> **Quoted passage**:
And it delivered a second version of Manon (captured live from Covent Garden, London, 16th October 2014). Marianela Nuñez and Federico Bonelli, in The Royal Ballet’s production relayed in cinemas worldwide, received my vow to see more dance on film in 2015.

From the invitation to engage in play with Lego pieces, chalk, and an electric keyboard (Nat Cursio’s The Middle Room) to finding myself a part of the ritual in Tony Yap and Yumi Umiumare’s Zero Zero (presented at Dancehouse as part of Dance Territories, Melbourne Festival), if there is one common thread that links all of these highlights it is truth. In these works selected I responded to the emotional truthfulness conveyed. They spoke of the human condition and what unites us, or at least, this is what I sought out and in turn found in them. In short, they made me feel. Straight to my core!

They are works I could happily revisit, marvelling at their shape-shifting ways. For each time we view a work, be it a dance or a painting hanging on the gallery wall, we are different and as such we see different things. Based on our own experience, as well as what is being presented before us, we note, with new eyes, the quiet blush of the romantic underbelly or the ghostlike trace of sorrow in movement worn like a gossamer-fine cape, sadness revealed in the tilt of a head. The brilliant spectacle of Stanton Welch’s La Bayadère (2014) was one such work that upon a second viewing (in the one Melbourne season) delivered a new understanding through its balance of light and shade.

(Though taken out of context and bended to suit my own will) Merce Cunningham was right when he said that dance gives “nothing but that single fleeting moment when you feel alive.” From the slow and controlled mesmerising descent of the Shades in act three, to the hypnotic sound of feet running loops in the dark (Russell Dumas’ Love is Blind), for me, it is the uniqueness of a live performance that makes dance so intoxicating. It is present in every movement that tells you that with one wobble all could change. (A sensation not unlike Enid Blyton’s The Magic Faraway Tree; who knows where we’ll end up this time?) Even though it may tell through repeated choreography the same tale, no performance can ever be replicated and it is this very ‘unfixed-ness’ that delights. Some might call it a work’s soul, or its pumping heart.

One thing is certain: I’ll go again, and again, and again.

> **Extracted records**:

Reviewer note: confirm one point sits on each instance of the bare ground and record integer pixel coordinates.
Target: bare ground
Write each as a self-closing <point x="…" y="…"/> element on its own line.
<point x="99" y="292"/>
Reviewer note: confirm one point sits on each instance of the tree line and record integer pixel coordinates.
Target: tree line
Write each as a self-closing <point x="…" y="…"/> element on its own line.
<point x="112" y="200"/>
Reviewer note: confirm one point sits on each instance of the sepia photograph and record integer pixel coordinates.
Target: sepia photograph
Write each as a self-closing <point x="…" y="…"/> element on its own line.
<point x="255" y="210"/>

---

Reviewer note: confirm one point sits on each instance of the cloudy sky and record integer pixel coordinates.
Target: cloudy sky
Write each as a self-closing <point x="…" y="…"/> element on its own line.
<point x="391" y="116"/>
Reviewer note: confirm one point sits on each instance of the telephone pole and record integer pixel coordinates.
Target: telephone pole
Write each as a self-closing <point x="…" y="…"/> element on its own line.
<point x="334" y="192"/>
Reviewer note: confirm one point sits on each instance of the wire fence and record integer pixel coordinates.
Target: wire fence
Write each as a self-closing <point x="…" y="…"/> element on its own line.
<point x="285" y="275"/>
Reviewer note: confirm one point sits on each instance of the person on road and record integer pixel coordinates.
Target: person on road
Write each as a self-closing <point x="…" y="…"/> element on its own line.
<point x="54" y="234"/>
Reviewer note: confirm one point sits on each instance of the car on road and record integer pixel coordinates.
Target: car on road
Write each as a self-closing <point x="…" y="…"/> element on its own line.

> **Your tasks**:
a. Translate this sentence from the dance review into Spanish: "They are works I could happily revisit, marvelling at their shape-shifting ways."
b. According to the dance review, where and on what date was the second version of Manon captured live?

> **Full answers**:
a. Son obras que podría volver a ver con gusto, maravillándome de sus formas cambiantes.

b. At Covent Garden, London, on 16th October 2014.